Excerpt from a dataset:
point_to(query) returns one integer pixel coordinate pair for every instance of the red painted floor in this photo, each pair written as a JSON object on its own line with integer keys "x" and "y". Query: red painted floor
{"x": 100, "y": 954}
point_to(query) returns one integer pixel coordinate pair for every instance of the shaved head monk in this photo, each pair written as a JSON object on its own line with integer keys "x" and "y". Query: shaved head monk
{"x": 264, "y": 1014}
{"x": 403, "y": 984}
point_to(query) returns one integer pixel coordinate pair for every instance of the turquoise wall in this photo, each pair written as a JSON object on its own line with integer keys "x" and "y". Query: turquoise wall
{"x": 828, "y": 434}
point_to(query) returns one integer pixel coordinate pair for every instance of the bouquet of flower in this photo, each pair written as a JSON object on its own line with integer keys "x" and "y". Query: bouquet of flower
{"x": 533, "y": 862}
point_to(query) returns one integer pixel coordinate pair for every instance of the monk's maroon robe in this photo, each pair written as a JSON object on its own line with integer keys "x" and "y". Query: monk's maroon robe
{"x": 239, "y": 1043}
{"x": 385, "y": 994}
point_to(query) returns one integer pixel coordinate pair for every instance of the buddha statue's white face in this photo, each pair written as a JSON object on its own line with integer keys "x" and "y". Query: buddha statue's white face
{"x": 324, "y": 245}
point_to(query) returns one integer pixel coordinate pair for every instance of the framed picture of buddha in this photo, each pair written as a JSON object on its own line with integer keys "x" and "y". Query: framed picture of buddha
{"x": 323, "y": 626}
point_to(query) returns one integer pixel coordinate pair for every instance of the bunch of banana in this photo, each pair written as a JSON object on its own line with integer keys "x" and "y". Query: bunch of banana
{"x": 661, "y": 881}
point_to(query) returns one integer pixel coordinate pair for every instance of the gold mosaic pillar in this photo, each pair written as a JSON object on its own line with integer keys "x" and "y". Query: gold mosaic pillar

== Exercise objective ==
The records above are to be repeated exactly, in their entirety.

== Worked solution ==
point_to(query) returns one integer pixel coordinate pair for every instance of the red painted floor in this photo, each pair written as a JSON object on its own line with integer keys "x" and "y". Query: red painted floor
{"x": 100, "y": 954}
point_to(query) returns one integer pixel coordinate pair for every instance of the shaved head monk in this photo, each pair written as a JSON object on its own line with integer keys "x" and "y". Query: shaved head monk
{"x": 264, "y": 1014}
{"x": 403, "y": 984}
point_to(query) returns one integer pixel coordinate pair for every instance of the turquoise wall in this photo, each pair written as a JSON object on its own line with integer keys "x" and "y". Query: turquoise wall
{"x": 828, "y": 434}
point_to(query) returns one integer pixel coordinate pair for every instance of the bouquet of flower in this photo, each pair written as a JSON object on its own line with integer keys "x" and "y". Query: bouquet of flower
{"x": 533, "y": 862}
point_to(query) returns one integer pixel coordinate pair for every instance of the monk's maroon robe in this photo, each pair written as a JSON object on its own line with integer keys "x" and "y". Query: monk's maroon robe
{"x": 239, "y": 1043}
{"x": 385, "y": 994}
point_to(query) returns one integer pixel coordinate pair for every instance of the buddha statue's white face in this photo, each pair written as a JSON object on its own line with integer keys "x" and "y". Query: buddha statue's white face
{"x": 324, "y": 245}
point_to(query) returns one integer pixel coordinate pair for every instance of the framed picture of buddha in this photo, each pair written as a JSON object on its own line with integer keys "x" and "y". Query: framed picture of buddha
{"x": 323, "y": 626}
point_to(query) returns one integer pixel coordinate pair for every instance of the bunch of banana in this photo, each pair written as a JSON object on its own line with integer keys "x" and "y". Query: bunch of banana
{"x": 661, "y": 881}
point_to(query) returns one integer pixel coordinate pair for every instance of the gold mosaic pillar in this photo, each pair written as a JSON object on its own line with integer keys "x" and "y". Query: gold mosaic pillar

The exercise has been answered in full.